* **Provided entries**
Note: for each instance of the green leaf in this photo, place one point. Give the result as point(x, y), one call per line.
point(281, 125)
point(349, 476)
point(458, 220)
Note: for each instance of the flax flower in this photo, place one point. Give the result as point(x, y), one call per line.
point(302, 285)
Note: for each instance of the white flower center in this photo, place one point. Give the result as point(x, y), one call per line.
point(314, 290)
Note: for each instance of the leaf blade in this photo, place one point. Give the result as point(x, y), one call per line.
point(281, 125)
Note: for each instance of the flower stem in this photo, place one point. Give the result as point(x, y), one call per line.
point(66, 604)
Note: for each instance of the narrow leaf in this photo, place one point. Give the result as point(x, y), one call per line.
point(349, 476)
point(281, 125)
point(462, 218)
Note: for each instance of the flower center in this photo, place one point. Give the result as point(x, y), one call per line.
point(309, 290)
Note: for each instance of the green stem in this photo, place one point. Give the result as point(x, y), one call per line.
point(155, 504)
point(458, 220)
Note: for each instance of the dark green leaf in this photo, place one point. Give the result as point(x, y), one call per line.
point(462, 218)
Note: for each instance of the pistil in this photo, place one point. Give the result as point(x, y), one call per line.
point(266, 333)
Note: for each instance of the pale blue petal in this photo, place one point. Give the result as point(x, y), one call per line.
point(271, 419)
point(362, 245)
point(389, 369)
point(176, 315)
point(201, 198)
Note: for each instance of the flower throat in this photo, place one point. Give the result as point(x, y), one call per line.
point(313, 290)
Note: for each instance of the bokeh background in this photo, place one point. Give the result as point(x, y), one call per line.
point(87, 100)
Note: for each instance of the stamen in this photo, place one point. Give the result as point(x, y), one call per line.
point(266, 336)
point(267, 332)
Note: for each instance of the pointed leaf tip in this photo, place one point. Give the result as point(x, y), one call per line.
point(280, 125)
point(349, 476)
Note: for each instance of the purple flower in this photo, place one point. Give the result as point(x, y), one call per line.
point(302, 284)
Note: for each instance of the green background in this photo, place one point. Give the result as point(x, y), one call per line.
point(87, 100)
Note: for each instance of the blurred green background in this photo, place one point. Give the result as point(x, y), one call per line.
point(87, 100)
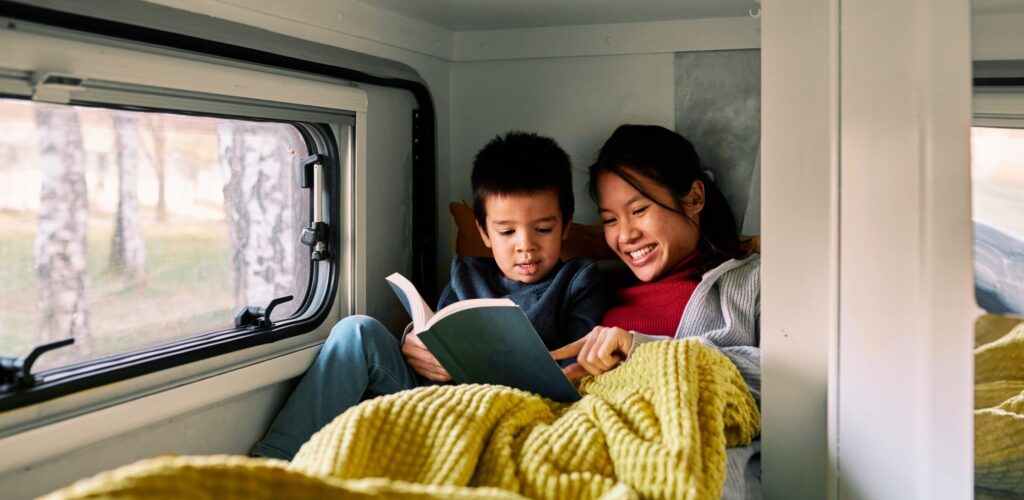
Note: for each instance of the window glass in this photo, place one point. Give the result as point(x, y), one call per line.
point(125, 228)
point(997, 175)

* * *

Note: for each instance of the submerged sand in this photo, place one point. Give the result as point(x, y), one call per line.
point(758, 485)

* **Exercise description**
Reproduce the records line for line, beginning at the line that contains "Note: for each instance of the flower throat" and stopping after the line that contains "point(997, 175)". Omit the pictures from your output.

* **Complete output**
Note: for each instance of the flower throat in this photo, place one point. Give the result as point(x, y), one call per line.
point(313, 290)
Note: for each instance of the bokeh background in this photo, place one point. Give the result as point(x, y), one call per line.
point(87, 100)
Note: for each instance of the stamen in this photo, place one point. Give the result as point(x, y), one call per line.
point(266, 336)
point(267, 332)
Note: for each instance of the pointed leaf tip in this photo, place one point. Give the result as point(x, y), one call per line.
point(280, 125)
point(349, 476)
Note: for each instance of the purple flower in this photo, place one point. Give the result as point(x, y), one call per line.
point(302, 284)
Note: for each instance of the green background in this photo, place one point. Give the result as point(x, y), one call per line.
point(87, 100)
Note: for each instance of the blurred green background in this photo, place one point. Give the result as point(x, y), one call per line.
point(87, 100)
Note: for each instance of the window glass in this photo, place one point. Give the result as point(x, y), one call per line.
point(125, 228)
point(997, 175)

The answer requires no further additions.